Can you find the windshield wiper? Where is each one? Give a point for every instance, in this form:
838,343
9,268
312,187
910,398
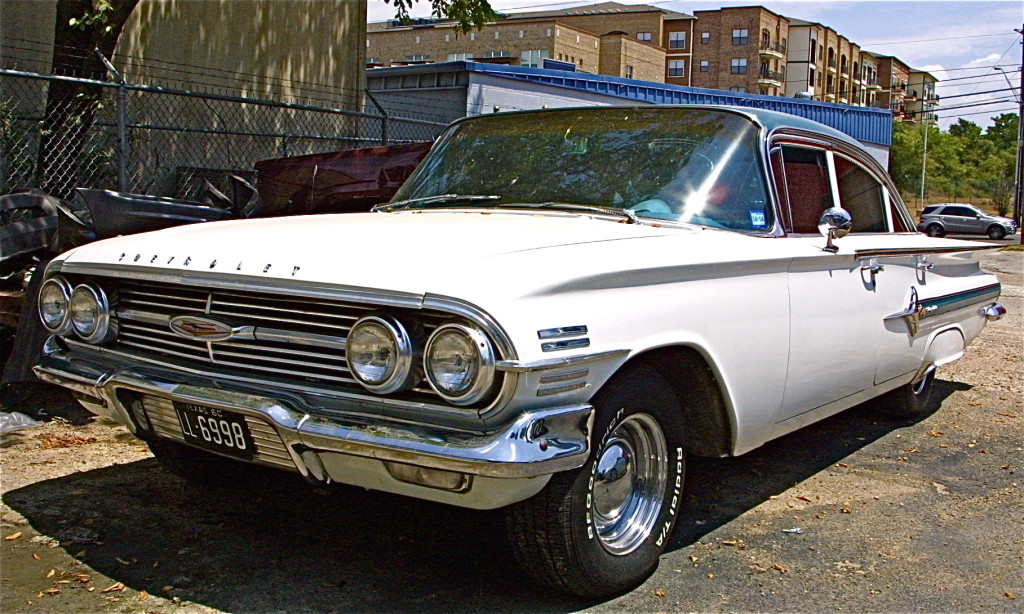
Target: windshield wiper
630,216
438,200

□ □ □ □

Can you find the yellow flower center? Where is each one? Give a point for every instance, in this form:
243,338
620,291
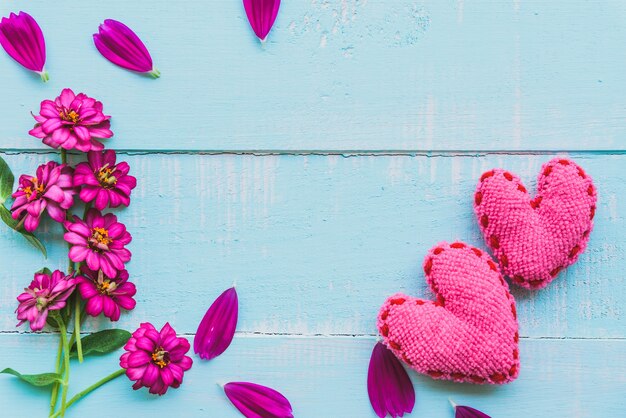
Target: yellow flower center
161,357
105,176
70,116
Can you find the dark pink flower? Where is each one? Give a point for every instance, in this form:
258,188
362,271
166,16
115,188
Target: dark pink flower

□ □ □ □

* **GOAL**
Count the lines in the material above that contain the string "Target", with case significant. Reply with only the number.

* **RESULT OF THE EXERCISE**
3